● Segmento do documento
^^^^
Andreia Sanches, in Público on-line
Esta quarta-feira o Parlamento debate a pobreza, a pedido dos deputados do PS. Perguntámos a Pedro Adão e Silva, Carlos Farinha Rodrigues e Jardim Moreira o que acham que é prioritário discutir.
O Parlamento discute nesta quarta-feira o tema: “Reposição dos complementos sociais e combate à pobreza”. O que deve estar em cima da mesa? O que é que, em primeira instância, se deve discutir? Demos a palavra aos especialistas. O presidente da Rede Europeia Anti-Pobreza/Portugal, o padre Agostinho Jardim Moreira, aconselharia os deputados a criar um verdadeiro plano estratégico. “Até 2010 havia os planos nacionais de acção para a inclusão, mas depois veio a troika, deixou de haver uma estratégia nacional contra a pobreza, o país limitou-se às respostas assistencialistas. Temos que sair da visão da esmolinha e, para isso, o Parlamento deve olhar para a pobreza de forma integrada: devia ser criado um grupo interministerial, dependente do primeiro-ministro, porque o combate à pobreza não se faz só com o Ministério da Segurança Social, tem de envolver Saúde, Educação, Habitação. E devia ser criado, no próprio Parlamento, um grupo que passasse a analisar o impacto das leis na pobreza.”
Como assim? Jardim Moreira lembra os dados do Instituto Nacional de Estatística (INE), citados na proposta de estratégia nacional de combate à pobreza e exclusão, da Rede Europeia, recentemente divulgada: se a população portuguesa for dividia em escalões de rendimento, começando com os 10% mais pobres e terminando nos 10% mais ricos, verifica-se que entre 2009 e 2013 “o rendimento dos 10% mais ricos regista um decréscimo de cerca de 8%” enquanto “o rendimento dos 10% mais pobres diminui 24%”.
Ou seja, diz Jardim Moreira, foi este “o impacto das medidas de troika”. Seria este tipo de estudo que o INE fez que se deveria fazer para todas as leis que o país aprova, defende.
^^^^
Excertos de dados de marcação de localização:
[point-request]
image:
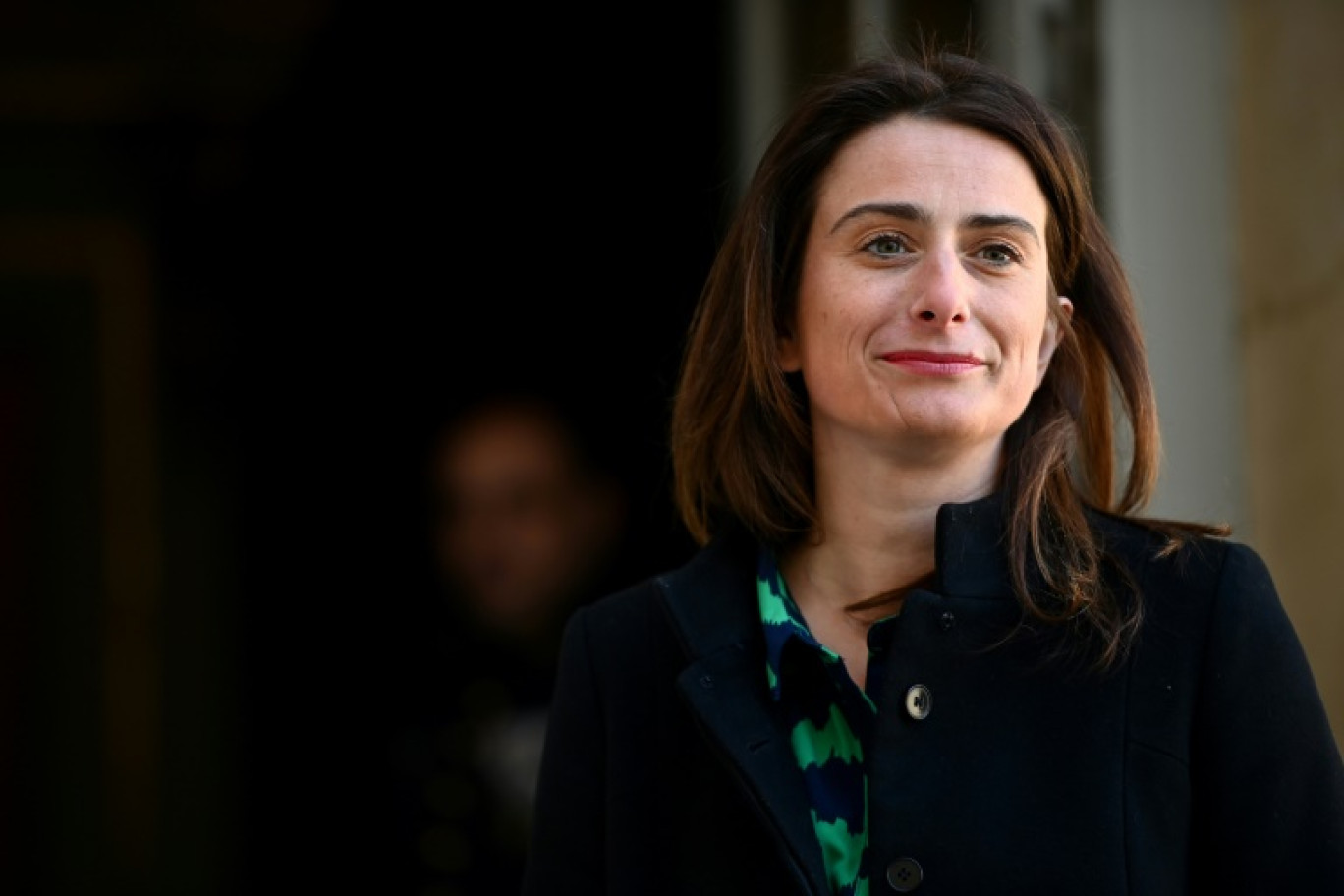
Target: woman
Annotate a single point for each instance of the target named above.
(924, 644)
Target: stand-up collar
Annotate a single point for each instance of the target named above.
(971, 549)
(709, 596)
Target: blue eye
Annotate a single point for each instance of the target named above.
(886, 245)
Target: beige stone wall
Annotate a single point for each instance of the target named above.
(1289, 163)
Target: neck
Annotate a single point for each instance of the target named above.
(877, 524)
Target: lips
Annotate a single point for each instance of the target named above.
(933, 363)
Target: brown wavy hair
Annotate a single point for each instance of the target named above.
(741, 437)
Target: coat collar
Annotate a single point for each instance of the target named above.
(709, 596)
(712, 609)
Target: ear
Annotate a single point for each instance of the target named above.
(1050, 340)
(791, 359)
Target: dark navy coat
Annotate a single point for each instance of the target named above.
^^^^
Copie sem qualquer alteração, do texto sobre o debate parlamentar acerca da pobreza, o trecho que começa com as palavras que contêm "Como assim? Jardim" e termina em "país aprova, defende.".

● Resposta ao problema
Como assim? Jardim Moreira lembra os dados do Instituto Nacional de Estatística (INE), citados na proposta de estratégia nacional de combate à pobreza e exclusão, da Rede Europeia, recentemente divulgada: se a população portuguesa for dividia em escalões de rendimento, começando com os 10% mais pobres e terminando nos 10% mais ricos, verifica-se que entre 2009 e 2013 “o rendimento dos 10% mais ricos regista um decréscimo de cerca de 8%” enquanto “o rendimento dos 10% mais pobres diminui 24%”.
Ou seja, diz Jardim Moreira, foi este “o impacto das medidas de troika”. Seria este tipo de estudo que o INE fez que se deveria fazer para todas as leis que o país aprova, defende.